Given data:
'''
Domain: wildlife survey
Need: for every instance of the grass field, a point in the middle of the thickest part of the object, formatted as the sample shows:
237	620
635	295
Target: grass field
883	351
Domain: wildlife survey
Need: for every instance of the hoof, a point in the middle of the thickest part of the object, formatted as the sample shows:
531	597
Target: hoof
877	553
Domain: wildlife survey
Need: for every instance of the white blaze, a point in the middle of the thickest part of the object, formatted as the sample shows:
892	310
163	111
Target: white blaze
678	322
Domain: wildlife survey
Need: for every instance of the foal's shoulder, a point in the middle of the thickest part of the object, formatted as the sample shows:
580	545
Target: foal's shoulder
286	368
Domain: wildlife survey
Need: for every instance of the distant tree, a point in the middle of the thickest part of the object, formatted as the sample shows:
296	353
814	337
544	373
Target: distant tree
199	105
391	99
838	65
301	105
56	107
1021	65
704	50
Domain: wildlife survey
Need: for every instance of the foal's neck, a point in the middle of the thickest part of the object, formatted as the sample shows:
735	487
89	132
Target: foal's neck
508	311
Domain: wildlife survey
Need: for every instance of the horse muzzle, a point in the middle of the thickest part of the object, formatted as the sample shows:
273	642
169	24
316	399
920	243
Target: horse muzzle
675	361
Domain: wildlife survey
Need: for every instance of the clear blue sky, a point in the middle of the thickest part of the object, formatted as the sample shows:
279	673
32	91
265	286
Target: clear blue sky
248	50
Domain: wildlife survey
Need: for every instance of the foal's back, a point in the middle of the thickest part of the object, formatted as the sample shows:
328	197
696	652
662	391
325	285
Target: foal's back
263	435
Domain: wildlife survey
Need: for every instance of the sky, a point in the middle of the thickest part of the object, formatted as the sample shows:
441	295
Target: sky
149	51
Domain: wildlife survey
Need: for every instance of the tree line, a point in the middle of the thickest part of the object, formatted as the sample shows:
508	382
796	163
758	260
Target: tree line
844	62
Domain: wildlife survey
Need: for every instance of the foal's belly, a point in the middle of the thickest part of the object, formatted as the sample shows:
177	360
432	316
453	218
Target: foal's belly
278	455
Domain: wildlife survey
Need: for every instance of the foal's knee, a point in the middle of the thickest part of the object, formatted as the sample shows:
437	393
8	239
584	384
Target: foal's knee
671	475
'''
Problem to solve:
Copy out all of the data. Keep every word unchanged.

Exercise result:
Domain: wildlife survey
Need: for every instance of the grass field, a point in the middle of the thickest part of the object, formatted as the sample shows:
237	620
635	295
Target: grass field
883	351
Domain: wildlife survey
Need: for every instance of the hoof, a point in the middle of the thickest part of the object, formatted as the sample shows:
531	597
Target: hoof
877	553
Domain: wildlife survey
Need: for every instance of the white blaze, a point in the middle of the thickest part of the object, formatted as the sample shows:
892	310
163	111
Target: white blaze
678	322
Domain: wildlife survey
Need: for every instance of the foal's shoulder, a point in the middle of the thickest part of the object, formatted as the sample shows:
580	545
Target: foal's shoulder
286	368
Domain: wildlife survey
Need: for every instance of the distant tree, a point in the middle of the thickest part of the object, formatted as the sample shows:
296	353
814	337
544	373
Target: distant tree
199	105
391	99
838	65
301	105
56	107
1021	65
704	50
Domain: wildlife survey
Need: for every instance of the foal's neck, a point in the middle of the thickest part of the object, formatted as the sample shows:
735	487
89	132
Target: foal's neck
508	311
Domain: wildlife survey
Need: for every instance of the horse muzzle, a point in the middle of the thickest part of the object, formatted as the sample shows:
273	642
169	24
316	399
920	243
Target: horse muzzle
675	361
Domain: wildlife survey
Need: for every instance of the clear blue sky, a point in the middle of the thickest part of the object, formatted as the sample shows:
279	673
32	91
265	286
Target: clear blue sky
248	50
Domain: wildlife survey
Need: for every instance of the foal's back, a point in the middle of the thickest part of the object, formatted as the sample shows:
328	197
696	652
662	391
325	285
Target: foal's back
263	435
Domain: wildlife survey
Need: for every instance of the sky, a point in the middle of the thickest part of the object, formatted as the sample shows:
441	295
Target: sky
149	51
Domain: wildlife survey
Need: for every instance of the tree line, a point in the middle of the thickest part of the object, formatted as the sample shows:
508	382
796	163
758	260
Target: tree line
844	62
Domain: wildlife survey
Need: for every instance of the foal's belly, a point in the middle of the thickest part of the object, formatted as the sample shows:
177	360
432	316
453	218
Target: foal's belly
278	455
Domain: wildlife survey
Need: for every instance of the foal's knee, a point in the middle of the thickest part of the object, formatted as the sample shows:
437	393
8	239
584	384
Target: foal's knee
671	475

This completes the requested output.